>>>>>

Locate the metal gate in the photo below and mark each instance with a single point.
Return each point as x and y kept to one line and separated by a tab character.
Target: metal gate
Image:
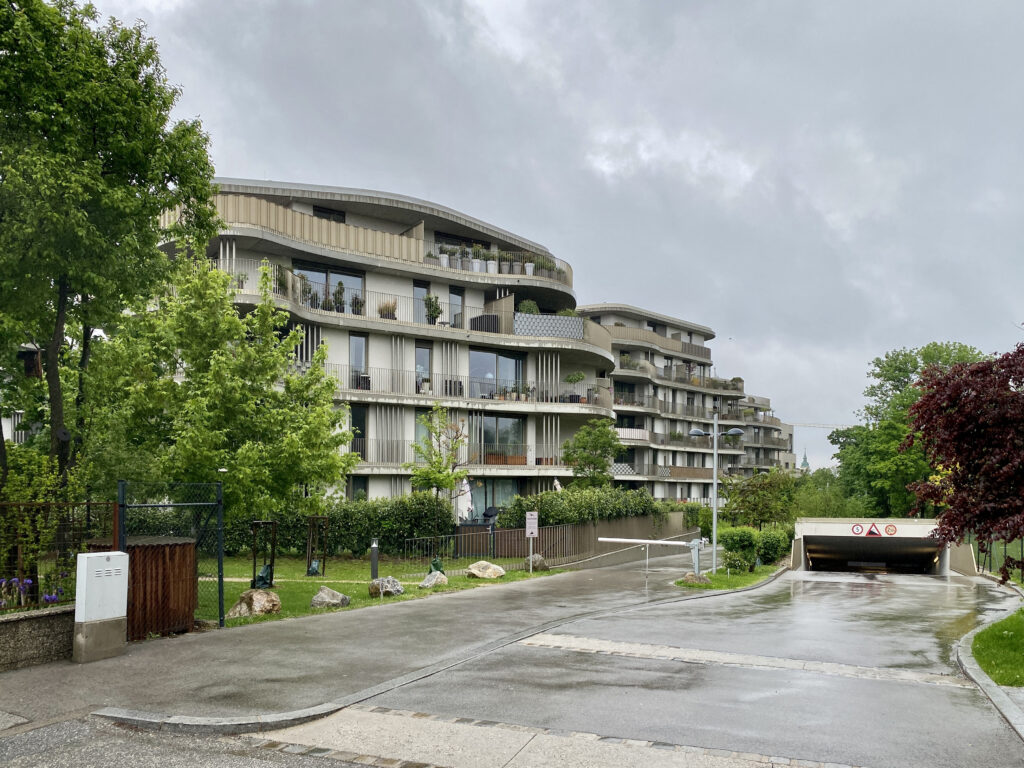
174	536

<<<<<

The task: Copy the lines above word for word, leaving out the picture.

Result of the task:
Locate the metal gate in the photo below and mark each instance with a single point.
Return each point as x and y kept to one line and separated by a tab character.
Target: metal gate
Image:
174	536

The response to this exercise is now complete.